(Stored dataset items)
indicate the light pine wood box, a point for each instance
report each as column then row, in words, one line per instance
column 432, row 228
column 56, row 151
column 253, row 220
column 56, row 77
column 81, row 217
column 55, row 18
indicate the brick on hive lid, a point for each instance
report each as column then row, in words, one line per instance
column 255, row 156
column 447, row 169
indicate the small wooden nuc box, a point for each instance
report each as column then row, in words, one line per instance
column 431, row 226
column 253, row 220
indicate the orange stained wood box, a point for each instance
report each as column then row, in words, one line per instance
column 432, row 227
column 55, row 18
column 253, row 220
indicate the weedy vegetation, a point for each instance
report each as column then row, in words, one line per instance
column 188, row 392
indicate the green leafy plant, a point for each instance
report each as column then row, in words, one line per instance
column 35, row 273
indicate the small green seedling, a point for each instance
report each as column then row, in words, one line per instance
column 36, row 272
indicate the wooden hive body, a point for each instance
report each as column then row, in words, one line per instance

▶ **Set task**
Turn every line of the entries above into a numbered list, leaving out any blank lines.

▶ **Exercise output**
1. indicate the light pine wood box, a point for each instance
2. report each as column then row, in words, one line per instance
3. column 432, row 228
4. column 56, row 151
5. column 253, row 220
6. column 56, row 77
7. column 81, row 217
8. column 55, row 18
9. indicate the brick on hive lid, a point for each instance
10. report each as column then row, in words, one line per instance
11. column 255, row 156
12. column 447, row 169
13. indicate the small wooden nuc box, a point for each instance
14. report each as column then row, in words, one line per instance
15. column 431, row 226
16. column 253, row 220
17. indicate the orange stained wood box, a point for each instance
18. report each as column then row, in words, one line per instance
19. column 432, row 227
20. column 55, row 18
21. column 253, row 220
22. indicate the weedy vegetation, a point for each instance
23. report each as column then row, in words, one line per instance
24. column 188, row 392
25. indicate the green leafy plant, a point for each instance
26. report each as column then row, in words, one line per instance
27. column 35, row 273
28. indicate the small green seedling, a point for each instance
29. report each as column then row, in words, one line per instance
30. column 36, row 272
31. indicate the wooden hive body, a point for each instance
32. report each as column then row, in words, one line per instance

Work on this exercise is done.